*WHAT THE TASK REQUIRES*
Locate every line in the entries below that contains the word "blue", and copy each of those lines.

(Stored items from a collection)
++++

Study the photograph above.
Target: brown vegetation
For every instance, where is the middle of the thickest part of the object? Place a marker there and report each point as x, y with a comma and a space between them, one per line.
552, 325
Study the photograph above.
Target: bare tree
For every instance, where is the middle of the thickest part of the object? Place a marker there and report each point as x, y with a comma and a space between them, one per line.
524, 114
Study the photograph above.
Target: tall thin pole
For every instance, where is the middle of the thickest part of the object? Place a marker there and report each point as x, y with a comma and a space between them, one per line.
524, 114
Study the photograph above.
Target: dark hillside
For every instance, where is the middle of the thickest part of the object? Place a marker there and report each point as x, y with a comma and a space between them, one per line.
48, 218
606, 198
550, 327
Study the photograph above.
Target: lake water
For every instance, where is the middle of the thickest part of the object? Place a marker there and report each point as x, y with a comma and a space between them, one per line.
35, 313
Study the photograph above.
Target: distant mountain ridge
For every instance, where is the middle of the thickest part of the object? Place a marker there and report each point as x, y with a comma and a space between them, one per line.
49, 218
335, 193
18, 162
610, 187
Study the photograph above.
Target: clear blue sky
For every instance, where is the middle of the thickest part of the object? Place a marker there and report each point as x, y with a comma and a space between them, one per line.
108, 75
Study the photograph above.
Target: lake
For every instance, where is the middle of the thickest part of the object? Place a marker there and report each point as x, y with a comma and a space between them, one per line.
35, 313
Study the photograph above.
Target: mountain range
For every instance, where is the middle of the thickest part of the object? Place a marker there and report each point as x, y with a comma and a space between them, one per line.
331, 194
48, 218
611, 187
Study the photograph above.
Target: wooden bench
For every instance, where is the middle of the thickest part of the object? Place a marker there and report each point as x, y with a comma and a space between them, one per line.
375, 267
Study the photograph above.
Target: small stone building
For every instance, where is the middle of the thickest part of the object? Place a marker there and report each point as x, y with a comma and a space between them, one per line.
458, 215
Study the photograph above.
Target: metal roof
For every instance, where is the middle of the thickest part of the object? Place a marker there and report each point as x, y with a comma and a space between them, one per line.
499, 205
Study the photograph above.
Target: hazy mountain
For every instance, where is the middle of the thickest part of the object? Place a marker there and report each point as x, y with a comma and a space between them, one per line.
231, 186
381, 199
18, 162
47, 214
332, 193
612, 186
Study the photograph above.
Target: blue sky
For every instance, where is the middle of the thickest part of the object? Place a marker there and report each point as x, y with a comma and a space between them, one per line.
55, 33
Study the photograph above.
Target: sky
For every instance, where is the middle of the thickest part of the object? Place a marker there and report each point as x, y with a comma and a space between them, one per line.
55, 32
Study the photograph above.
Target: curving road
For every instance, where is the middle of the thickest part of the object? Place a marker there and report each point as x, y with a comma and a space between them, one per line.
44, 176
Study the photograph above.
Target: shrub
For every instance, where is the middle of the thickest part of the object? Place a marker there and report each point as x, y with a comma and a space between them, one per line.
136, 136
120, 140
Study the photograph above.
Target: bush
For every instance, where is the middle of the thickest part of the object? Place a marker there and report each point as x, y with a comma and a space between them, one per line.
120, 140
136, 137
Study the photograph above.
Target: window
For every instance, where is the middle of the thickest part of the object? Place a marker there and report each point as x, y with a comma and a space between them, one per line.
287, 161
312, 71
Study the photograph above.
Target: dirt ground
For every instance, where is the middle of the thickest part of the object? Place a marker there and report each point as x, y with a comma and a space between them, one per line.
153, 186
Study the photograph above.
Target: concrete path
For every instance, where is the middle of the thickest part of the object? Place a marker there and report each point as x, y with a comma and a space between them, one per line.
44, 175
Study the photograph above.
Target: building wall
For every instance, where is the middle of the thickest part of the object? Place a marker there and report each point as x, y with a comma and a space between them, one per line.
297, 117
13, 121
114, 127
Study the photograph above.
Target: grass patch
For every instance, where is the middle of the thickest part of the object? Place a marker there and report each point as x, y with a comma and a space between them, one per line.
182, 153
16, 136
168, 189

++++

*EXERCISE ANSWER*
Target: clear blue sky
Target: blue sky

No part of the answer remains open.